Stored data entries
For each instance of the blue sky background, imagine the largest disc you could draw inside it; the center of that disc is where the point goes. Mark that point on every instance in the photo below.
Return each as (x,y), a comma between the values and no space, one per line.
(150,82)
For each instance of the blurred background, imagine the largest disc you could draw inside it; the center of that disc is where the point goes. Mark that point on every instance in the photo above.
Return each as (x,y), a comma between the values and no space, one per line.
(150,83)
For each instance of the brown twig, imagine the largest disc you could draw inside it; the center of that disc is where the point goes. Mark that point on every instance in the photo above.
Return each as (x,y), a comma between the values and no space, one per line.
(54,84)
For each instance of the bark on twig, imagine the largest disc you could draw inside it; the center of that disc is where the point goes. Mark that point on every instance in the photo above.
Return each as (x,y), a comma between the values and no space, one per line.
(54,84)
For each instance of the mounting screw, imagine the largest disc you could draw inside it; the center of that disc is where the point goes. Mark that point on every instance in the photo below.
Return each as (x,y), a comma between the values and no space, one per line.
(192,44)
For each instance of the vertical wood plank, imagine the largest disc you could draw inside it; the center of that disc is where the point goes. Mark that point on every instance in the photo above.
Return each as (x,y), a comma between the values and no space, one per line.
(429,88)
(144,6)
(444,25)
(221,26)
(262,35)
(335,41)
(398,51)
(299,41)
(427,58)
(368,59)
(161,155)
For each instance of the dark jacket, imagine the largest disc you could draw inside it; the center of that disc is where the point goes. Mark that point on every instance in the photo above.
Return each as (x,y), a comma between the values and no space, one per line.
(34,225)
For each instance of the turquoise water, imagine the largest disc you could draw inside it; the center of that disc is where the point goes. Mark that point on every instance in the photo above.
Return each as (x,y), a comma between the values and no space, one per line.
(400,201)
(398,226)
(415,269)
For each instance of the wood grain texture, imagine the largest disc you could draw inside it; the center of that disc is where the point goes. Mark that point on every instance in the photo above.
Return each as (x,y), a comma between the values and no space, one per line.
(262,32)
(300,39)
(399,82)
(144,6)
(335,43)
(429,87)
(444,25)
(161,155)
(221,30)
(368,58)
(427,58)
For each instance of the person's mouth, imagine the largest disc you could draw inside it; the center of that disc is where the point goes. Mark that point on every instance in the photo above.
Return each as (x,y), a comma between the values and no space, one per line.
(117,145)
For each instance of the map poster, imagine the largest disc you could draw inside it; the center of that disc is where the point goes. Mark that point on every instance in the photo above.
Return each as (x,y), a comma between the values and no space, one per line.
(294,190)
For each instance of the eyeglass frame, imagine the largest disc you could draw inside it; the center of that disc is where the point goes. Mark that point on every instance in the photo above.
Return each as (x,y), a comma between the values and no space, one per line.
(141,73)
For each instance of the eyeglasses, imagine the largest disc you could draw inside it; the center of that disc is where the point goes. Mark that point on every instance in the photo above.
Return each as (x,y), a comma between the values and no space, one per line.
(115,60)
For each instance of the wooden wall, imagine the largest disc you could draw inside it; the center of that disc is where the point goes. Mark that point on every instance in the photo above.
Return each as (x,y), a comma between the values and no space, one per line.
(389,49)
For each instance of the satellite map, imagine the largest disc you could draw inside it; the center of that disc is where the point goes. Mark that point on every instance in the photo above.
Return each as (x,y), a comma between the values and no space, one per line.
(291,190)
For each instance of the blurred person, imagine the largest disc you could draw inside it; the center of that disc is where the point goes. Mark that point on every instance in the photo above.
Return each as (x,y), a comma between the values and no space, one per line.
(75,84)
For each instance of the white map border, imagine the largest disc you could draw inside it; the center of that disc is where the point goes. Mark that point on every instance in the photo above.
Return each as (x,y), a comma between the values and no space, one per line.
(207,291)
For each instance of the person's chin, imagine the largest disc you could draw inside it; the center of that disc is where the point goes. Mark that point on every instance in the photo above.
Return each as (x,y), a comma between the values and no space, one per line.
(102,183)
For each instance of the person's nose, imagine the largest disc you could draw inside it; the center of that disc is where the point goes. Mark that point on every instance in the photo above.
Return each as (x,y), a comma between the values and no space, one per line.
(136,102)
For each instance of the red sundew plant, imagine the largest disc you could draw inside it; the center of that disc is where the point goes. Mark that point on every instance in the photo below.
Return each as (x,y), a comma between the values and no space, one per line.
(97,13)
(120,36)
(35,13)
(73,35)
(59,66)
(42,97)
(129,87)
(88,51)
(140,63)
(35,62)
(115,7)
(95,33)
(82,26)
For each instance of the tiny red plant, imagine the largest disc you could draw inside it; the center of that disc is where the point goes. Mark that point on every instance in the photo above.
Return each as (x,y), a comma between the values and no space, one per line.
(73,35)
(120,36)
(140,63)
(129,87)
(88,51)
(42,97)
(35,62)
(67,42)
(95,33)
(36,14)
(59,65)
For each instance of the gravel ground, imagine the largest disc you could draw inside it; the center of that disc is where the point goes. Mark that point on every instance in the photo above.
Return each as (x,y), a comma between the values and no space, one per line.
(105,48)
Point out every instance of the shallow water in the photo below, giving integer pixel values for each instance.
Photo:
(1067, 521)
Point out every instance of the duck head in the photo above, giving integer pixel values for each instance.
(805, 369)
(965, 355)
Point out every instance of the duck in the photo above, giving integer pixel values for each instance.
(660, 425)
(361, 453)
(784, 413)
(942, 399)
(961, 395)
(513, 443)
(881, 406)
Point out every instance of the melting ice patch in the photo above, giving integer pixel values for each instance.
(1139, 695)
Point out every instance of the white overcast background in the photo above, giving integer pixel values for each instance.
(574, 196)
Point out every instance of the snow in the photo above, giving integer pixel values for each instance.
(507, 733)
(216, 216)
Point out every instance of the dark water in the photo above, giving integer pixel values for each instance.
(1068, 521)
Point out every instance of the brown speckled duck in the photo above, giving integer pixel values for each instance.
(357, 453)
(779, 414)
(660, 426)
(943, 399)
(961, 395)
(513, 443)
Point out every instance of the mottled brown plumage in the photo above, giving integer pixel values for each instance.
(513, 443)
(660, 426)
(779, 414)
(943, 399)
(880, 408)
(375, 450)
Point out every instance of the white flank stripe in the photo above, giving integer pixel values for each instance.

**Task brief**
With nothing left out, copy every record exactly.

**Expected answer**
For each instance of the blue sky background, imagine the largest disc you could draw inside it; the center of that disc is where the point goes. Mark that point on every instance in the photo below.
Return each as (x,y), a comma between the values and no space, one per line.
(150,82)
For each instance of the blurred background, imagine the largest disc you could draw inside it; the center of that disc is where the point goes. Mark that point on every instance in the photo above.
Return each as (x,y), a comma between the values and no space, one per line.
(150,83)
For each instance of the brown twig, imagine the largest disc you could draw inside it; the center of that disc is where the point goes. Mark that point on every instance in the photo above.
Return each as (x,y), a comma between the values and no space, one per line.
(54,84)
For each instance of the bark on twig, imagine the largest disc you could draw inside it; the center of that disc is where the point goes. Mark that point on every instance in the photo above.
Return each as (x,y), a comma between the values and no space, one per line.
(54,84)
For each instance of the mounting screw, imagine the largest disc you could draw inside it; the center of that disc is where the point goes. Mark that point on every instance in the photo below.
Return each as (x,y), a comma between the values and no space, one per line.
(192,44)
For each instance of the vertical wood plank, imagine the largest disc you could draw inside it; the center of that disc is where the point goes. Mark that point on every instance in the photo above.
Return each as (x,y), a comma between the values and no space, one per line.
(429,88)
(144,6)
(444,25)
(221,26)
(262,35)
(335,41)
(398,51)
(299,41)
(427,58)
(368,59)
(161,155)
For each instance of the dark jacket, imagine the largest disc you could draw inside it; the center of that disc is where the point goes. Mark that point on every instance in the photo above.
Return each as (x,y), a comma between the values and no space, one per line.
(34,225)
For each instance of the turquoise water, imagine the largest disc you could draw inside it; the center of that disc is where the point goes. Mark that point on every instance in the photo above.
Return each as (x,y), a comma between the values and no space, one per line.
(400,201)
(398,226)
(415,269)
For each instance of the wood grain texture, imagine the largest disc you could draw inside it; the center of that disc is where the point goes. Mark that point on every instance in the photo above.
Return each as (x,y), a comma between the values and no space, one per line.
(262,32)
(300,39)
(399,82)
(144,6)
(335,43)
(429,87)
(444,25)
(161,155)
(221,30)
(368,58)
(427,58)
For each instance of the person's mouth, imagine the largest disc you could draw inside it; the center of that disc is where the point goes. Mark that point on every instance in the photo above.
Return each as (x,y), a comma between the values and no space, one per line.
(117,145)
For each instance of the map poster, imagine the largest disc you could draw inside it; the center of that disc is where the point goes. Mark that point on every instance in the photo above.
Return each as (x,y), a comma between the values and no space, one per line.
(294,190)
For each instance of the eyeglass frame, imagine the largest disc you could draw inside it; the center of that disc is where the point goes. Mark that point on every instance in the photo above.
Return each as (x,y), a comma between the values and no space, one per line.
(141,73)
For each instance of the eyeglasses, imagine the largest disc you could draw inside it; the center of that disc is where the point goes. Mark that point on every instance in the photo above.
Return each as (x,y), a comma between the values and no space, one per line.
(115,60)
For each instance of the wooden wall, imagine the largest disc you could draw inside it; the center of that disc is where the point goes. Mark that point on every instance in the photo above.
Return each as (x,y), a comma between the values and no space, one per line.
(389,49)
For each instance of the satellite map, imagine the largest disc you could draw inside it; the center of that disc is where the point goes. Mark that point on every instance in the photo above.
Return each as (x,y), a comma between the values and no space, one per line.
(291,190)
For each instance of the blurred person, imagine the largest disc you could draw inside it; the center of that disc is where the point goes. Mark that point on every instance in the photo above.
Return each as (x,y), a comma between the values and no space, one per line.
(75,84)
For each instance of the white map border, imagine the largest disc you could draw inside it; the center of that disc is where the point goes. Mark that point on every instance in the photo above.
Return each as (x,y), a comma between the values and no space, one per line.
(207,291)
For each instance of the person's chin, imagine the largest disc you could draw inside it; the center of that disc is where the point goes. Mark that point on every instance in the photo above.
Return each as (x,y), a comma between the values and no space, one per line.
(102,183)
For each instance of the person's nose, imagine the largest disc you could draw inside it; the center of that disc is where the point goes. Mark that point on every instance in the photo above.
Return each as (x,y), a comma between the values and no space, one per line.
(136,102)
For each instance of the red sundew plant, imagine the largest disc you could draw inside it; the center of that disc is where the point goes. Mark that point on every instance in the photo below.
Return each as (x,y), a comma between the values and no space, one per line.
(97,13)
(120,36)
(35,13)
(73,35)
(59,66)
(42,97)
(129,87)
(88,51)
(140,63)
(35,62)
(115,7)
(95,33)
(82,26)
For each instance of the tiny red plant, imagine the largest disc you could draw inside it; the center of that disc is where the point goes. Mark that point on every instance in the photo above.
Return each as (x,y), a comma between the values and no space, one per line.
(73,35)
(120,36)
(140,63)
(129,87)
(88,51)
(42,97)
(35,62)
(67,42)
(95,33)
(36,14)
(59,65)
For each instance of the gravel ground, imagine the largest disc you could draw inside it; the center of that disc is where the point goes. Mark that point on every instance in the photo above.
Return each as (x,y), a comma between the values and no space, one per line.
(105,48)
Point out every instance of the shallow water in the photo below, giving integer pixel values for each instance.
Photo:
(1067, 521)
Point out every instance of the duck head in the photo above, giving integer pixel values for each instance.
(805, 369)
(965, 355)
Point out every instance of the duck in the photo above, giving integer pixel values for each instance.
(660, 425)
(361, 453)
(784, 413)
(942, 399)
(961, 395)
(513, 443)
(881, 406)
Point out every instance of the melting ice patch in the photo above, giving integer pixel values for each instance.
(1139, 695)
Point out every instance of the white overcast background in the photo above, giving integer pixel values for each instance.
(574, 196)
Point out every instance of the snow in the photo above, giving integer pixel values for each instance.
(507, 733)
(216, 216)
Point out every instance of the dark water in the photo above, giving integer pixel values for each instance.
(1068, 521)
Point out every instance of the brown speckled duck in the photo above, giving integer pixel values for each instance.
(357, 453)
(779, 414)
(660, 426)
(943, 399)
(961, 395)
(513, 443)
Point out every instance of the mottled brown plumage in the photo above, giving integer pixel values for each instance.
(513, 443)
(660, 426)
(779, 414)
(943, 399)
(880, 408)
(375, 450)
Point out every instance of the white flank stripe in the photo above, giving integer pixel values for each instance.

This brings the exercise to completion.